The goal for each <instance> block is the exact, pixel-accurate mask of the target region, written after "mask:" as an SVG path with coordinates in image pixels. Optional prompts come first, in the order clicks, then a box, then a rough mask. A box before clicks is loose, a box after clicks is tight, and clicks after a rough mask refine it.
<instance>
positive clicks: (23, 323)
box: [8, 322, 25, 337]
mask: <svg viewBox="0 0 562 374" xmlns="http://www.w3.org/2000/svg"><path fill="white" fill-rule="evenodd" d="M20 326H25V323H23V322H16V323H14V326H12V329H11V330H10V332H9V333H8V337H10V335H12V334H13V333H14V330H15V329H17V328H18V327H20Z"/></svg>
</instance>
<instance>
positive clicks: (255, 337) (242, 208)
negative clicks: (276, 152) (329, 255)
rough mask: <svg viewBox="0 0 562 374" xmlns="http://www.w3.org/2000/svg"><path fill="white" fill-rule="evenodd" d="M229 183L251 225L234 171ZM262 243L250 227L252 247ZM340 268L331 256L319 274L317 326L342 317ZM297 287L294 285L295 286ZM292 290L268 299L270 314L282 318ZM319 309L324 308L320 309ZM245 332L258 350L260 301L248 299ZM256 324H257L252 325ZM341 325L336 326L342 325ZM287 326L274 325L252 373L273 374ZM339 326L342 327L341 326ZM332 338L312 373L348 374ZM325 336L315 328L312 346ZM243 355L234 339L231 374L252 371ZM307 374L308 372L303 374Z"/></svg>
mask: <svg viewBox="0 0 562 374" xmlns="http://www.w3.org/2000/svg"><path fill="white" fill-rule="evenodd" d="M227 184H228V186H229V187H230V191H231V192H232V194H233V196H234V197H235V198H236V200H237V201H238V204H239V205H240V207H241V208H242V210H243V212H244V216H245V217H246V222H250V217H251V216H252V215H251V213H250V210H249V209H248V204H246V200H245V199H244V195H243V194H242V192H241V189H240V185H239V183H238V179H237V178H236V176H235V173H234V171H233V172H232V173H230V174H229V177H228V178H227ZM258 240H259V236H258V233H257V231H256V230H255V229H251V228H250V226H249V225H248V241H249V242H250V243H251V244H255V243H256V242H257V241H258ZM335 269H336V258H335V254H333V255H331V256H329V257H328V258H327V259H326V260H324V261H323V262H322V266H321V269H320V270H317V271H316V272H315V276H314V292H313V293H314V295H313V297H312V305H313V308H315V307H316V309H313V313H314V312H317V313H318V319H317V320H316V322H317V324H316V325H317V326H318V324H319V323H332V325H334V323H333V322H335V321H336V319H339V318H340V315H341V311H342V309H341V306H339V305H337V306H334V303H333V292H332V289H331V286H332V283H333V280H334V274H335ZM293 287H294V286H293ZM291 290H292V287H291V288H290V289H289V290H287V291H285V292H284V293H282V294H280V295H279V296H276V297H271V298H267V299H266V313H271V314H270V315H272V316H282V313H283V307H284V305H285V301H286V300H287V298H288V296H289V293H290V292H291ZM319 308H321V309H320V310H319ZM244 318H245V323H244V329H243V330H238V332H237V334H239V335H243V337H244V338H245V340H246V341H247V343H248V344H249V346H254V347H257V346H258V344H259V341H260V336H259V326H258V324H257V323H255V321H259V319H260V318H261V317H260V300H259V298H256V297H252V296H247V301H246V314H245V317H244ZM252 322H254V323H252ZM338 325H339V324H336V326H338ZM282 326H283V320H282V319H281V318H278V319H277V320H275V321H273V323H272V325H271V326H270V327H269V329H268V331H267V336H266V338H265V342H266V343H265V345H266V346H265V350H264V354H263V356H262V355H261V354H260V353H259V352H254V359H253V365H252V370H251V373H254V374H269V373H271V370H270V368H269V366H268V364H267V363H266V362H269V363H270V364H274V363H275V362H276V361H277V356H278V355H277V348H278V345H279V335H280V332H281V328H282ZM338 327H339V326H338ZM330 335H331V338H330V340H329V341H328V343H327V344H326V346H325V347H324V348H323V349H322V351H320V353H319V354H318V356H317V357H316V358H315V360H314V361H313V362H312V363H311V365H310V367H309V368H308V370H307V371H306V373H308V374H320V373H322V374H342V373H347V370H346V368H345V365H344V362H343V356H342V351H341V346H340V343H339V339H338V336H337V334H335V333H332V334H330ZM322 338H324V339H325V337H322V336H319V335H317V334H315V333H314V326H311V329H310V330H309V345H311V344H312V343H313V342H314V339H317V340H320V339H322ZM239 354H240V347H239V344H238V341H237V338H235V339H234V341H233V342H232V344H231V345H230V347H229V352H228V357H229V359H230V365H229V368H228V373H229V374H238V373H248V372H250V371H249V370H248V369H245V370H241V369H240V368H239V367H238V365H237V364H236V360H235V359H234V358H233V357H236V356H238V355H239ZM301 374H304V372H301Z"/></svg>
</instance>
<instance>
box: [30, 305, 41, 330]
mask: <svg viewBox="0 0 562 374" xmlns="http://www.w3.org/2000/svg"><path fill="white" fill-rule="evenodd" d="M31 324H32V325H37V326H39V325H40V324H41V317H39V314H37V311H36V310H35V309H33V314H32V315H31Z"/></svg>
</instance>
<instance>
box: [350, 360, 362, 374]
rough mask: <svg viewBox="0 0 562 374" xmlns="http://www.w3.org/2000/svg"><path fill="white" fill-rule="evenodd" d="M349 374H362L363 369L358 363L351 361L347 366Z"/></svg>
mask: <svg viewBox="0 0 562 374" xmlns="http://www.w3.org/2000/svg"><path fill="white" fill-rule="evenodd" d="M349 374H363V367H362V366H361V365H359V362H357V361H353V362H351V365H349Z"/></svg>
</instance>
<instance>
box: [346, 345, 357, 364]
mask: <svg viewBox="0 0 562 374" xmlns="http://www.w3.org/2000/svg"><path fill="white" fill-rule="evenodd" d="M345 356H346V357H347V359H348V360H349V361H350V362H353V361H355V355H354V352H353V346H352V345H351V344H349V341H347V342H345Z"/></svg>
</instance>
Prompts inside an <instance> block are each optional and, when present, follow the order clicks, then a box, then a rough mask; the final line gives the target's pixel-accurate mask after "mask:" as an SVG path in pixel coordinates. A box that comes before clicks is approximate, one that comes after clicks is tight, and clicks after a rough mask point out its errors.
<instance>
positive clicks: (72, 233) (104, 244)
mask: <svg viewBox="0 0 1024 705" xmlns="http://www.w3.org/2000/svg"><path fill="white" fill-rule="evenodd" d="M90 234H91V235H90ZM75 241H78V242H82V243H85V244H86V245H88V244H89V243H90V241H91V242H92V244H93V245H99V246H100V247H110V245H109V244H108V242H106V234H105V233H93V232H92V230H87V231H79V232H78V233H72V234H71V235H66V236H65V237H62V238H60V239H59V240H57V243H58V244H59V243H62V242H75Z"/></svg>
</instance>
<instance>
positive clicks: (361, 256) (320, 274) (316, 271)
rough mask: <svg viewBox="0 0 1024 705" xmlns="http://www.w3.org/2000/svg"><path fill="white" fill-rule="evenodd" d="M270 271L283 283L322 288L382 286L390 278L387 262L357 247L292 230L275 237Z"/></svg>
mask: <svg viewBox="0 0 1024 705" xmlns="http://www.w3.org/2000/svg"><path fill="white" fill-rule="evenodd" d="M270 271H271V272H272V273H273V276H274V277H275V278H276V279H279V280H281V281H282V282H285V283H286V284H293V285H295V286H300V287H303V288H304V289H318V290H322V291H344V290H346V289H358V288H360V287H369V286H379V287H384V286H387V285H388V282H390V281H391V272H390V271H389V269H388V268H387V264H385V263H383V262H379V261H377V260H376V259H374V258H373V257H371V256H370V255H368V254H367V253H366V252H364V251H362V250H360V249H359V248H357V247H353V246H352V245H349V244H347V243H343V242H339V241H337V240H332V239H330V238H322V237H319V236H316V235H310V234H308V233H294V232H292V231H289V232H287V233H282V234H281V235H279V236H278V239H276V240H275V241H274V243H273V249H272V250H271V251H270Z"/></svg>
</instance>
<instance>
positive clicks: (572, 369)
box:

▸ What needs to be done:
How many lines of the data above contain the string "pixel"? Case counts, and the reply should be only the number.

▸ Written answer:
2